## Task to carry out
Read the data, and whenever a line holds the word "doorway", report that line.

··········

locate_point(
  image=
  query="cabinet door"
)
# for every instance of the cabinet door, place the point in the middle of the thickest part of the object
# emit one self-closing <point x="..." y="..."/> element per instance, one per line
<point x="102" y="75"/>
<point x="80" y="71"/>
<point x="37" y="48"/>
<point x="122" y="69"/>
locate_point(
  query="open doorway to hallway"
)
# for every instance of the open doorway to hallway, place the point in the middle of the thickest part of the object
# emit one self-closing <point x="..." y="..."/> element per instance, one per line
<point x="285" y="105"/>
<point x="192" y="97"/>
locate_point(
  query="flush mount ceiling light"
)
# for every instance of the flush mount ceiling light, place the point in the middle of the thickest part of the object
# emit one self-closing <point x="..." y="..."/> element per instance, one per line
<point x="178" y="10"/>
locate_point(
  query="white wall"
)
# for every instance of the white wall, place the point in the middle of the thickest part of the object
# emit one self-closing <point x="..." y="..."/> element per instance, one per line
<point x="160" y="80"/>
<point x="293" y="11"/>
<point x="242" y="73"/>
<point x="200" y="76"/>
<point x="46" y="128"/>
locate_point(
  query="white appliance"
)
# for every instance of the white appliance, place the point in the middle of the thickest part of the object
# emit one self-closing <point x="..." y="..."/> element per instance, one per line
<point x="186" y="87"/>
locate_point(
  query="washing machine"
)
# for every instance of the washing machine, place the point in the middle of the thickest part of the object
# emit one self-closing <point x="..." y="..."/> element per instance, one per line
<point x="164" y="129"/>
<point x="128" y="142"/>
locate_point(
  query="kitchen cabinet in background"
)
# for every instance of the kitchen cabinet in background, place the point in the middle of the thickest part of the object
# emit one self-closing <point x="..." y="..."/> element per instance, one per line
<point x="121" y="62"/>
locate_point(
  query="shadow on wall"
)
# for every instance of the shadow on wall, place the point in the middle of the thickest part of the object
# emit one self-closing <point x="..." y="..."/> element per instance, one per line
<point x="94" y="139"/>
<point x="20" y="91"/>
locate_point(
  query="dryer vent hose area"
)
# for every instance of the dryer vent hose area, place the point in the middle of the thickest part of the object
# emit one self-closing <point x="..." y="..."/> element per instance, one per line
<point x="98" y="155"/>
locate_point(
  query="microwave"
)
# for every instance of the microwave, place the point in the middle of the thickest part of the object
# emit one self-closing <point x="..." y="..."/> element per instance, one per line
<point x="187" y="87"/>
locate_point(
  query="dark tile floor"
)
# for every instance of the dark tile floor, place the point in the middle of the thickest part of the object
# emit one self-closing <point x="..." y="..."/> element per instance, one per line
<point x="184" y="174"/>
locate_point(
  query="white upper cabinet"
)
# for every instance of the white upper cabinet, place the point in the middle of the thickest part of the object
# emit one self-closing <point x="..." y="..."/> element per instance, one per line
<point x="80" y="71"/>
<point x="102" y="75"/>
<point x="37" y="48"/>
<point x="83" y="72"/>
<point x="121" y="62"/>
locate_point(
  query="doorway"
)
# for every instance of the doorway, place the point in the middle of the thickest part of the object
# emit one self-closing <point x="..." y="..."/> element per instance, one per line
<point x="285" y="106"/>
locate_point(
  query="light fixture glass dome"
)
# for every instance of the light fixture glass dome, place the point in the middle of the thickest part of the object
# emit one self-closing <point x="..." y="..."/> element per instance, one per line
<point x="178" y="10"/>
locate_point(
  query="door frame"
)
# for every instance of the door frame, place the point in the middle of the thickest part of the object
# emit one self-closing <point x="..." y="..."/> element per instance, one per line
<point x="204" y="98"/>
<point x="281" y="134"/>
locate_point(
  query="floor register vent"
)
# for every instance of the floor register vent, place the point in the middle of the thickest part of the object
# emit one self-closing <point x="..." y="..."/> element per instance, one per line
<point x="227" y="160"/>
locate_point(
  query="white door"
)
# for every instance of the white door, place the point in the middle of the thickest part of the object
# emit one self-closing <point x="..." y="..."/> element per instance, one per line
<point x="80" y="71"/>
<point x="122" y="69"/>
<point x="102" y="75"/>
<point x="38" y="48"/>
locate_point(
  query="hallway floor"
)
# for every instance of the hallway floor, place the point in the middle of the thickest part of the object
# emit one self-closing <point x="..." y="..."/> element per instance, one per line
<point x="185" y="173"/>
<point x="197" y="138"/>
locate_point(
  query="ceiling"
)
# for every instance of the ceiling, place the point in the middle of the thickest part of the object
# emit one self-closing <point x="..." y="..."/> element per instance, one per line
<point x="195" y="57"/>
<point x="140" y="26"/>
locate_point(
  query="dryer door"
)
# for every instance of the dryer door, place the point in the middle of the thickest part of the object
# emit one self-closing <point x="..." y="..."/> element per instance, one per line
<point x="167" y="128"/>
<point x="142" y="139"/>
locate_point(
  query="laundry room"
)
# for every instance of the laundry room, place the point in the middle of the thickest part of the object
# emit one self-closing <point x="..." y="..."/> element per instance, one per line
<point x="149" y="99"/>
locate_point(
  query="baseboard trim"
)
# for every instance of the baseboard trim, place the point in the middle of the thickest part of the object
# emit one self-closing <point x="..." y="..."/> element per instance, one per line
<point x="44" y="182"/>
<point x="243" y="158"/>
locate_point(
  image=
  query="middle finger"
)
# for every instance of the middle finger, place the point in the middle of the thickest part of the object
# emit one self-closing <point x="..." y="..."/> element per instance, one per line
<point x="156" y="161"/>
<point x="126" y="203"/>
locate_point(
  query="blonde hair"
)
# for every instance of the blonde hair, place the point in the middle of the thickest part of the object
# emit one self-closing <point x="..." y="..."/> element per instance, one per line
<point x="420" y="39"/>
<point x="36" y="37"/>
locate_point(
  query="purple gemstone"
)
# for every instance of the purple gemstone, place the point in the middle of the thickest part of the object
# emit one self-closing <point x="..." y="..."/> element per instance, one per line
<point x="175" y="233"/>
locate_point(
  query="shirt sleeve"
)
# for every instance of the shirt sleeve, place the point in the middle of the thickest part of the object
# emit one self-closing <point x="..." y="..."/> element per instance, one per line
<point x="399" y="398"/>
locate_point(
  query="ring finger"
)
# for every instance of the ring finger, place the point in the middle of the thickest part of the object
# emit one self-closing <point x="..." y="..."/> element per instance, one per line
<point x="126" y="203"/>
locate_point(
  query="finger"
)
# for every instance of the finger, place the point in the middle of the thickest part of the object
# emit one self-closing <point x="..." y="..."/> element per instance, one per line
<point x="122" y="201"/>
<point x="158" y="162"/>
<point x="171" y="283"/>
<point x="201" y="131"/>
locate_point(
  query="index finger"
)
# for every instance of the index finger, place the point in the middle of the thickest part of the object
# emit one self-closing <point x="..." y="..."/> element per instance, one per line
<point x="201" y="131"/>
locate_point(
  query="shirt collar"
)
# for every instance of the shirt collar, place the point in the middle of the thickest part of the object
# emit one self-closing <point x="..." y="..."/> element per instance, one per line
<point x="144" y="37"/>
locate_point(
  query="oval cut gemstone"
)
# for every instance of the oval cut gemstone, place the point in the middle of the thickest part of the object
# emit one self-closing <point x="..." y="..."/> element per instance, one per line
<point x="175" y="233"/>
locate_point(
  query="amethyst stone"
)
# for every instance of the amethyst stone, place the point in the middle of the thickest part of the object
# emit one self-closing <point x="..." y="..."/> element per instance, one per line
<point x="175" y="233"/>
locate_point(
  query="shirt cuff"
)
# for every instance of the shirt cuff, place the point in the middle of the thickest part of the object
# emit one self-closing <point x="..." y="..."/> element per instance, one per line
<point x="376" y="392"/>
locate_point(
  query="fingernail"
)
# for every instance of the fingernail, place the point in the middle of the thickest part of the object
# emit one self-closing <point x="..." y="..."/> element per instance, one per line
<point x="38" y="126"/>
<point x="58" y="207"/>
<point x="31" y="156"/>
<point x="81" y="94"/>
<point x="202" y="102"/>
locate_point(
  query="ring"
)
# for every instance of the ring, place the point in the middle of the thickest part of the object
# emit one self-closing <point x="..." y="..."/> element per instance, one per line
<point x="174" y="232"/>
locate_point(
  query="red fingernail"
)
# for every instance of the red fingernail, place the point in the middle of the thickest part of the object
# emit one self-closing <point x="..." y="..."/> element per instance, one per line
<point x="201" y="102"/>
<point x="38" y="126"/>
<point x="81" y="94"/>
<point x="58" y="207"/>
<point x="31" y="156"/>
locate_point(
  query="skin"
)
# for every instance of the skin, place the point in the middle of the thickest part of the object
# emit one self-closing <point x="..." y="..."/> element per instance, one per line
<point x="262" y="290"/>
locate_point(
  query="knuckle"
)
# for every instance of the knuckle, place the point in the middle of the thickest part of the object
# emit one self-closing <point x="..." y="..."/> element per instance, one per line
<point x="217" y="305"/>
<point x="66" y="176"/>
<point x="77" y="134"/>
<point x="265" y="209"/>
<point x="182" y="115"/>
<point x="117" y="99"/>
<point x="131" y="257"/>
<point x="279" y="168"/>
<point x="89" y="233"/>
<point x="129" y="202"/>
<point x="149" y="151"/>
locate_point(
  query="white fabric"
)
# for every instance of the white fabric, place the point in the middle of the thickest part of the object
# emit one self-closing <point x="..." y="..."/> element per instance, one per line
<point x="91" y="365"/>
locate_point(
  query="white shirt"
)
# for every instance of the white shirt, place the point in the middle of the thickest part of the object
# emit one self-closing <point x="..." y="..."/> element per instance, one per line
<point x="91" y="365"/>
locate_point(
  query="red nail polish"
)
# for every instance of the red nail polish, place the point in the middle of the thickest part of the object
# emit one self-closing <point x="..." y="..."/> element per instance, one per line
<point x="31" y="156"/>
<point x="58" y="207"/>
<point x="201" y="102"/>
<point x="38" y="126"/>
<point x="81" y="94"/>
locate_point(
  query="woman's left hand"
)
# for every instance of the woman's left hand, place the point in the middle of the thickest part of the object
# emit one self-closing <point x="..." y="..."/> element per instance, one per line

··········

## Solution
  query="open doorway to hallway"
# for every instance of the open doorway to hallway, place the point in the middle of the thickest part of the object
  query="doorway"
# for every instance of the doorway, place the point in the middle of the thickest part of the object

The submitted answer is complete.